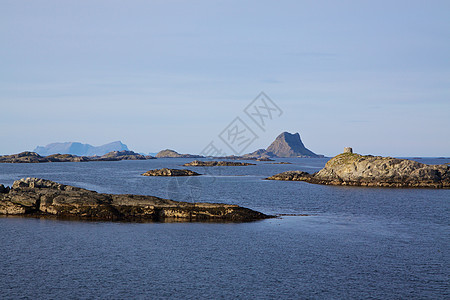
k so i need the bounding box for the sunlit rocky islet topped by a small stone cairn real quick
[267,153,450,188]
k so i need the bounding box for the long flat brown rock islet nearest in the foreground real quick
[0,178,271,222]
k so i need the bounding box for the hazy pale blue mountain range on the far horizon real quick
[34,141,129,156]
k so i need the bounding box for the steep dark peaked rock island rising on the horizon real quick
[242,132,324,158]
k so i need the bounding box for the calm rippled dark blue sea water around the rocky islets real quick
[0,159,450,299]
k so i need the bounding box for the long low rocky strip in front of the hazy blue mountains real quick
[0,150,154,163]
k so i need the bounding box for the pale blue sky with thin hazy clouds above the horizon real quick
[0,0,450,157]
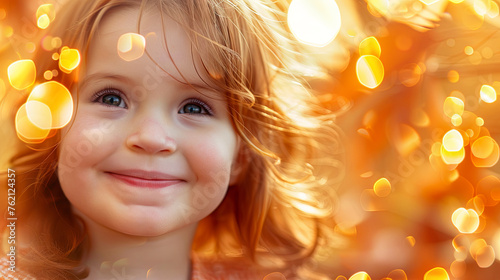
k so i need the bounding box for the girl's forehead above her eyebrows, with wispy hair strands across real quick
[84,7,213,88]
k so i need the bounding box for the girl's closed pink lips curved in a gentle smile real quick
[106,170,185,188]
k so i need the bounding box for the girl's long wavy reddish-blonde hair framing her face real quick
[2,0,343,279]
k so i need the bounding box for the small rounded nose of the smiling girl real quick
[126,118,177,154]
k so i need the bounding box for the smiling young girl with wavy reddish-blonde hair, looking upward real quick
[0,0,341,279]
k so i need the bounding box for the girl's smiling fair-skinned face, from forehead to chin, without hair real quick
[58,8,238,236]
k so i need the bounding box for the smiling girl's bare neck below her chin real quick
[78,211,197,280]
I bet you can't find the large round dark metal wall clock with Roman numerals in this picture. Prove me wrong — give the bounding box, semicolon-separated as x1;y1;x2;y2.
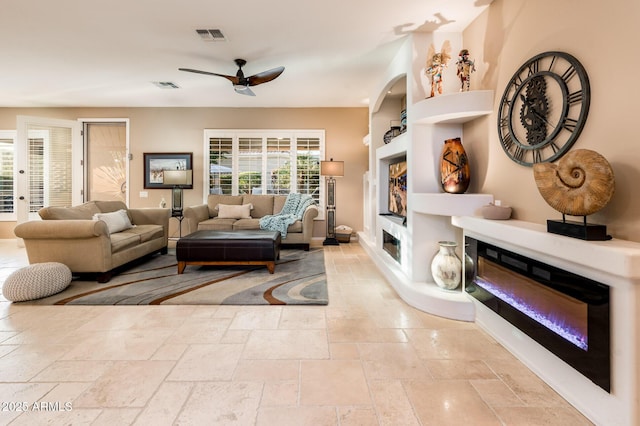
498;52;591;166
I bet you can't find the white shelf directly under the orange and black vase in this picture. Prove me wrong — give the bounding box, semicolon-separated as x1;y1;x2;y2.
407;193;493;216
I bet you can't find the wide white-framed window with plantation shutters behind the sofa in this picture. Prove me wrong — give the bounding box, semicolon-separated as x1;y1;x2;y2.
205;129;324;219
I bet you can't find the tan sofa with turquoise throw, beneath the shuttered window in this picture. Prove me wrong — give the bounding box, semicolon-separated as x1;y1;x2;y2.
182;194;318;250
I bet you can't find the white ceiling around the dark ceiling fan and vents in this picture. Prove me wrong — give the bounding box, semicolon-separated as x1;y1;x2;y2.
0;0;491;107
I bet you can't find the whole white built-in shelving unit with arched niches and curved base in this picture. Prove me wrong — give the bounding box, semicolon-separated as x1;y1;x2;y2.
359;33;494;321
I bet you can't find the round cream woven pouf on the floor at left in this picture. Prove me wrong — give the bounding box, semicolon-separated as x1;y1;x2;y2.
2;262;71;302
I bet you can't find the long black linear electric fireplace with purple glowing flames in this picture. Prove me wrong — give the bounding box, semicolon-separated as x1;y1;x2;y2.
465;236;611;392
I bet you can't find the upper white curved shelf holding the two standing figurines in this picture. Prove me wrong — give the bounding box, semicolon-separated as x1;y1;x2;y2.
412;90;493;124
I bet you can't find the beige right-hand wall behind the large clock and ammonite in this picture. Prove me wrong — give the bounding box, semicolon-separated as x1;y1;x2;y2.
463;0;640;242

(DIRECTIONS FOR THIS TASK):
All entries must be written out again exactly as given, with no pictures in the copy.

(TASK ANSWER):
k so i need the bounding box for the sunlit rocky islet topped by a small stone cairn real quick
[267,153,450,188]
k so i need the bounding box for the long flat brown rock islet nearest in the foreground real quick
[0,178,271,222]
k so i need the bounding box for the hazy pale blue mountain range on the far horizon real quick
[34,141,129,156]
k so i need the bounding box for the steep dark peaked rock island rising on the horizon real quick
[242,132,324,158]
k so i need the bounding box for the calm rippled dark blue sea water around the rocky islets real quick
[0,159,450,299]
k so i need the bounding box for the long low rocky strip in front of the hazy blue mountains real quick
[0,150,154,163]
k so i need the bounding box for the pale blue sky with thin hazy clouds above the horizon real quick
[0,0,450,157]
k so i need the bounding box for the girl's forehead above her eyebrows, with wispy hair strands across real quick
[84,7,213,88]
k so i need the bounding box for the girl's closed pink lips curved in a gentle smile real quick
[106,170,185,188]
k so i need the bounding box for the girl's long wavy reddish-blonde hair framing her face real quick
[2,0,343,279]
k so i need the bounding box for the small rounded nose of the smiling girl real quick
[126,118,177,154]
k so i need the bounding box for the smiling young girl with wavy reddish-blonde hair, looking upward real quick
[0,0,341,279]
k so i need the bounding box for the girl's smiling fair-skinned face, from forehead to chin, without hair real quick
[58,8,238,236]
k so i need the bounding box for the smiling girl's bare neck below her chin real quick
[78,211,197,280]
I bet you can't find the large round dark metal wall clock with Roman numerals in this picture. Prove me wrong — give the bounding box, semicolon-separated as x1;y1;x2;y2.
498;52;591;166
I bet you can't find the white shelf directly under the orange and black vase in this picture. Prove me wrong — give the bounding box, semicolon-separated as x1;y1;x2;y2.
407;193;493;216
I bet you can't find the wide white-framed window with plantation shutters behind the sofa in this picture. Prove me wrong — give the bounding box, semicolon-separated as x1;y1;x2;y2.
205;129;324;219
I bet you can't find the tan sofa with turquoise throw, beneath the shuttered window in this picture. Prove me wrong — give the bounding box, semicolon-separated as x1;y1;x2;y2.
182;194;318;250
I bet you can't find the white ceiling around the dark ceiling fan and vents in this picture. Prove me wrong — give the bounding box, semicolon-separated as x1;y1;x2;y2.
0;0;491;107
I bet you can't find the whole white built-in shelving unit with arched niches and curved base in this picture. Prove me wrong — give the bounding box, semicolon-separated as x1;y1;x2;y2.
359;33;494;321
I bet you can't find the round cream woven pouf on the floor at left in this picture. Prove me wrong — give the bounding box, semicolon-separated as x1;y1;x2;y2.
2;262;71;302
I bet you can't find the long black linear electric fireplace with purple glowing flames in this picture. Prove me wrong — give the bounding box, semicolon-separated as x1;y1;x2;y2.
465;236;611;392
I bet you can't find the upper white curved shelf holding the two standing figurines in this picture. Prove me wrong — give the bounding box, semicolon-separated as x1;y1;x2;y2.
412;90;493;124
I bet you can't find the beige right-hand wall behind the large clock and ammonite in this picture. Prove me wrong — give the bounding box, semicolon-separated as x1;y1;x2;y2.
463;0;640;242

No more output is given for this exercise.